Work task -> Reproduce the records word for word, with nothing left out.

**** Supplied material

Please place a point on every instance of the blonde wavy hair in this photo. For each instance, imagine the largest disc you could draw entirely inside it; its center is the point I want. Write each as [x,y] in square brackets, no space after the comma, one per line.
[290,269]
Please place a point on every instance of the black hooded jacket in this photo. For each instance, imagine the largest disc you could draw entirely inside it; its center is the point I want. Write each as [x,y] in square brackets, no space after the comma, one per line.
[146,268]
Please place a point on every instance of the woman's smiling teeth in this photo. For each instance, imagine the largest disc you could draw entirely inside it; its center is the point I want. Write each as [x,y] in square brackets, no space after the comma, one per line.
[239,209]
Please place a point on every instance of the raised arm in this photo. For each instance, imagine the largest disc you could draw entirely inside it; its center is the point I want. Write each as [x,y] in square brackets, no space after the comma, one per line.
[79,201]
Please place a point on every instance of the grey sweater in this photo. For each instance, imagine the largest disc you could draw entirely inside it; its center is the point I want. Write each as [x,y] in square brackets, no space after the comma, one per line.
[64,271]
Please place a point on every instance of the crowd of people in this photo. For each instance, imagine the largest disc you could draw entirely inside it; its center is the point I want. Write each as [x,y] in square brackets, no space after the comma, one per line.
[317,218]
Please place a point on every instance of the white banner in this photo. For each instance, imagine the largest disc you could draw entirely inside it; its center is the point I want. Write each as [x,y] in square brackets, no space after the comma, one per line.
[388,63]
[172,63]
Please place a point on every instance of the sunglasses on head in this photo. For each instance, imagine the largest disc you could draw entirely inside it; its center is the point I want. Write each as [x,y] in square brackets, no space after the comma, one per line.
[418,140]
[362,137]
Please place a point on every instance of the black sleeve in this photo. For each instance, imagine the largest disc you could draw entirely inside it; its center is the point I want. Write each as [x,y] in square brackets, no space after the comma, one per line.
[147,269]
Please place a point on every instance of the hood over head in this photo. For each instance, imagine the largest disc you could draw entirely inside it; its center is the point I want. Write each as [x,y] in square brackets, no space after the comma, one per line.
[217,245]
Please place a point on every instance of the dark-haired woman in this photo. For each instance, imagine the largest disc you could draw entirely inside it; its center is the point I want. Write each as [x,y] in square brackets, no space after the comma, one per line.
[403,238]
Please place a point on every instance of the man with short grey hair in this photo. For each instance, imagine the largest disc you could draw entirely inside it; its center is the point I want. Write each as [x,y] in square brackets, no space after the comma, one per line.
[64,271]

********

Answer section ->
Please place a point on every instance of the blonde wavy hair in this photo. For each instance, imagine the largest disc you could draw entirely inside it; its center is the point I want. Write each as [x,y] in square brackets, no space after the comma, one per line.
[290,269]
Please place a point on every instance of the black hooded jacket in this photo. For each instance, imagine the largest disc you could draw entirely inside it; its center is the point I want. Write each as [x,y] in square brackets, no space after the comma, one per line.
[146,268]
Please place a point on every instance of the woman's smiling teeth in this photo. For each instance, imagine the largest disc you could draw entirely inside it; its center is the point I want. Write each as [x,y] in square brackets, no space after the comma, one per line.
[239,209]
Please place a point on every instance of the raised arm in this photo. For each instance, imagine the largest disc you could draw entirely inside it; its center is the point I want. Write each as [x,y] in square brackets, no space after the comma, one per line.
[79,201]
Please place a point on every instance of the grey sweater in this photo. For each instance, imagine the largest disc you could draw entirely inside it; its center is the point I want. Write each as [x,y] in square brackets, no space after the comma, one per line.
[64,271]
Please place a point on every instance of the crowd of people in this photo. For each instance, imagine the largest disc you could draw entirely inside it; its center is the point I want. Write each as [x,y] in square brackets, no space after the comma, one per line.
[317,218]
Please place a point on every instance of the white banner in this photo. For each instance, imagine the largest disc you could draw entirely inside it; its center is the point I want. Write each as [x,y] in square brackets, no space after the comma, one per line.
[388,63]
[172,63]
Please place a point on every instance of the sunglasses on head in this photo. For each instance, imagine the largest disc you could draw entirely inside it; its center is the point I want. Write each as [x,y] in square brackets, no space after the comma, one per line.
[418,140]
[362,137]
Please place a point on every instance of the black sleeve in this photo. For each instance, imagine the largest disc you could draw entirely inside it; its center is the point I want. Write each as [x,y] in square brackets, no space after the comma, one per line.
[147,269]
Please place a point on every instance of the hood over head in this photo. For each instance, imagine the largest disc you could draw entirely inside it; its center is the point I want. Write each as [x,y] in square brackets, no space after the comma, one per line.
[217,245]
Please place a point on every instance of the dark-haired woman in this photo. For each instance, imagine the largest disc you could draw entirely inside it; its center is the point I want. Write each as [x,y] in square brackets, no space after the comma, one per line.
[403,238]
Please place a point on every instance of the man with short grey hair in this photo. For each instance, imagine the largest disc you could draw entirely inside it; its center is the point I want. Write each as [x,y] in square brackets, no space after the comma, one per line.
[64,271]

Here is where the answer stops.